# MATERIAL PROVIDED:
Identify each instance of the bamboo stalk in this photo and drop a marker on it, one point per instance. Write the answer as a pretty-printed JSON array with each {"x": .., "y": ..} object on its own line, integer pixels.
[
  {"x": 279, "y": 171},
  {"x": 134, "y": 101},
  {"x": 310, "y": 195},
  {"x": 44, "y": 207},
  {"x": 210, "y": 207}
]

# WORK REQUIRED:
Retype the whole of the listing. Nothing may be altered or omitted.

# TASK SOLUTION:
Identify each instance of the bamboo stalk in this photo and drop a marker on it, one point per instance. Write the answer as a pretty-printed JSON array with each {"x": .., "y": ..} object on its own line, integer pixels.
[
  {"x": 279, "y": 171},
  {"x": 134, "y": 101},
  {"x": 310, "y": 195},
  {"x": 44, "y": 207},
  {"x": 210, "y": 207}
]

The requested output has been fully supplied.